**Stored items**
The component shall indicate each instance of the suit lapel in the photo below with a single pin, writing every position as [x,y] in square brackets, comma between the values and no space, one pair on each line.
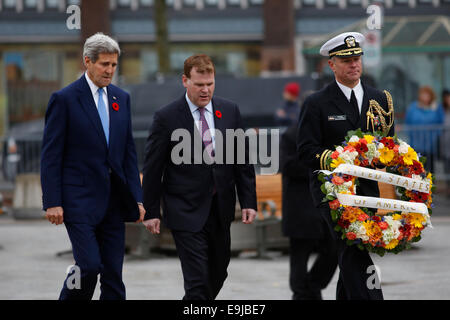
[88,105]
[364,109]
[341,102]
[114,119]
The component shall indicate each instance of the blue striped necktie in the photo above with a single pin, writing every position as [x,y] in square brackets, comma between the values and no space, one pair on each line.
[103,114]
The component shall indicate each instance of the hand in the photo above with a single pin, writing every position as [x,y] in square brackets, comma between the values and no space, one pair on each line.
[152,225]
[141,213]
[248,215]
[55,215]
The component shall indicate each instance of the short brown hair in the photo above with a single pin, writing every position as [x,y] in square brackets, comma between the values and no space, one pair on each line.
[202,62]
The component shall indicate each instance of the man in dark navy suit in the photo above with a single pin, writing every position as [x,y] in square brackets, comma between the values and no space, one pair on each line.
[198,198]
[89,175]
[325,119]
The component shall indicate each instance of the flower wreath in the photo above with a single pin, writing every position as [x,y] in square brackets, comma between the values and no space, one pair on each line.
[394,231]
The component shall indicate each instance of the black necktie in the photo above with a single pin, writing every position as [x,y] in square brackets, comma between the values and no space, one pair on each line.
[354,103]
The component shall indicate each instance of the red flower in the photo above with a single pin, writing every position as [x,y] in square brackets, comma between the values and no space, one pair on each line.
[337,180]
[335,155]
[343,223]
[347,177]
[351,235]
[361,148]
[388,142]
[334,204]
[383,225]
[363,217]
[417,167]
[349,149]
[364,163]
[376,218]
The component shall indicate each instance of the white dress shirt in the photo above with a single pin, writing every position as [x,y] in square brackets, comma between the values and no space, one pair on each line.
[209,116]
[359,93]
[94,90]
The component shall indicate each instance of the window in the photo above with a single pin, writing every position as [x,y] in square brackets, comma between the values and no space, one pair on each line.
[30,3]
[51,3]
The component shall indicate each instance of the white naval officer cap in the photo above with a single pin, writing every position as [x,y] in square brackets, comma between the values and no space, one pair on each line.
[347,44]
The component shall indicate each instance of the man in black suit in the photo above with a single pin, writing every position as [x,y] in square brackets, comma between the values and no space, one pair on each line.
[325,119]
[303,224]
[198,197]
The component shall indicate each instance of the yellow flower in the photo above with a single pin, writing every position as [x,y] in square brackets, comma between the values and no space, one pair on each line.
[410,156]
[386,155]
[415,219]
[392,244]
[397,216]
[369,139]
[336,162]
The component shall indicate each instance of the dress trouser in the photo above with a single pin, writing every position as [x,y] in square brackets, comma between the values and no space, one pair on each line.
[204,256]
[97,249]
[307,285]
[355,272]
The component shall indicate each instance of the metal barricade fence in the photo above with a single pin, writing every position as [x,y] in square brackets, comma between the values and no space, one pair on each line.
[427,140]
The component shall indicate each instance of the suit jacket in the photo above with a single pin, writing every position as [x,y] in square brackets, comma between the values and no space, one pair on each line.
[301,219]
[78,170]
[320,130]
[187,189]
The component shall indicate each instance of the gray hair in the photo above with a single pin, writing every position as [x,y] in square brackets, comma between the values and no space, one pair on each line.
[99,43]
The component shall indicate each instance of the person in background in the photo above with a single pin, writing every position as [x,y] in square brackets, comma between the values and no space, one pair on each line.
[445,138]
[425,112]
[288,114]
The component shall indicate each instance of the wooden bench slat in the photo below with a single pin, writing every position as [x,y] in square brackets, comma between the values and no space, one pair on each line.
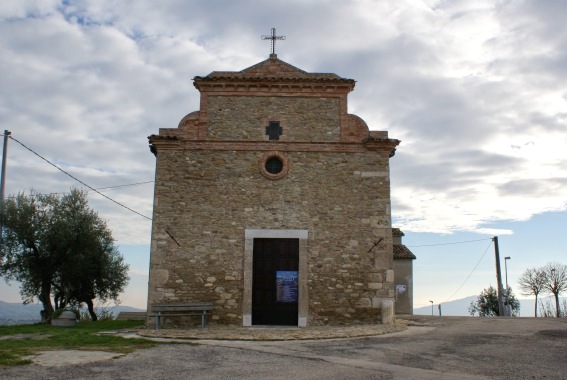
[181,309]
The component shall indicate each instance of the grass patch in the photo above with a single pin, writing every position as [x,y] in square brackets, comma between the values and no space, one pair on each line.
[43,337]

**Your goal**
Retype every line of the listing above without changing a character, and leave the pictures out.

**Output of the task**
The component shall indicate each instance of the suit lapel in the photo below with a single pin, writing every position as [x,y] in square brackets, comma between the values and no space, one pair on each line.
[88,105]
[364,109]
[341,102]
[114,119]
The component shall indicate each instance of the blue striped necktie in the photo above with a single pin, writing every position as [x,y] in square brackets, comma between the values and no space, one pair on each line.
[103,114]
The component shall indicate each instance of the hand in the photo above with a single pin, writing every position as [x,y] in square brackets, comma between the values and no space, one pair on each line.
[152,225]
[141,213]
[248,215]
[55,215]
The component shall indicate each instance of the short brown hair in the photo above with a single pin, writing every position as [x,y] in square brackets, comma between the values and no space, one pair on each line.
[202,62]
The component shall indicate each instance of the man in dark navy suit in the photo above with a single pin, writing every position as [x,y] in square brackets, comma between the values and no space, one pair on each line.
[198,198]
[89,175]
[325,119]
The component shall indicate each instance of the flower wreath in the photo above with a single pin, writing every position as [x,y] in square brackets, comma between the values and no space, one pair on each line.
[394,231]
The component shall indicate each instance of the black necktie in the photo above with a single pin, writing every position as [x,y] in square brackets, comma between the values and no space, one pair on each line.
[354,103]
The component shall indicate each instance of the red flower in the photo above with a single pin, writing every position as [x,y] in square brackets, comma between the values and no space, one pair on each line.
[337,180]
[335,155]
[343,223]
[347,177]
[351,235]
[361,148]
[388,142]
[334,204]
[383,225]
[363,217]
[417,167]
[349,149]
[364,163]
[376,218]
The component shall indicate each instance of the white dress shirt in the photo above with a single pin, writing every position as [x,y] in square brackets, comma between the values and no space, one pair on each line.
[209,116]
[359,93]
[94,90]
The component shall indicate each instance of the window in the photo above with a single pin, writing every position as [x,y] in square brackets, comma between the values and no space, one pair on each line.
[30,3]
[51,3]
The component shall indicate each instance of the white naval officer cap in the photo above with a single pin, writing every position as [x,y] in square brackets, comma between the values and no space, one pair on each line.
[347,44]
The component shall indicate each instance of the man in black suit in the photo above with a single pin, writing every position as [x,y] in square brackets, comma between the values and no space, one pair on each line.
[325,119]
[303,224]
[198,197]
The component shall indicate each instance of the yellow flower in the photo above with a single pin, writing every position as [x,y] in square brackets, comma between the values and no space, one pair on each line.
[410,156]
[386,155]
[415,219]
[392,244]
[397,216]
[369,139]
[336,162]
The component shall indicate each instance of the dress trouser in the photo above with a single pin, writing every position as [x,y] in square brackets, comma between the values and no space, one pair on each line.
[204,256]
[97,249]
[307,285]
[355,272]
The component shall indicate each instance of the metal barricade fence in the photo above with a single pin, writing every position as [x,y] in square brackets, comma between the values and no space, one pair on each line.
[427,140]
The component shall indicate each instance of the suit jacket in the photo above with a single pin, writing every position as [x,y] in square brackets, comma between the values and no space, one pair on each line.
[301,219]
[78,170]
[320,130]
[187,189]
The component shall indicate each instance of the gray hair in the photo above with a single pin, writing every position as [x,y] in square brackets, comma between the values and no space, one pair on each line.
[99,43]
The component shall indicate each instance of the person in background in the photo above with a single pin, writing every position as [x,y] in square brackets, comma between the values and no space, one pair on each line.
[445,138]
[425,112]
[288,114]
The component shall indicate each instance of the wooden bench slat in the photo below with a single pin, writing every position as [x,y] in square brackets, comma between the values and no space, one pair on each line.
[181,309]
The component shall indicate each instance of the grass patch in the photo above with a single pin, writing every position as [x,y] in square brackets, comma between the values and no space, one pair on each line.
[43,337]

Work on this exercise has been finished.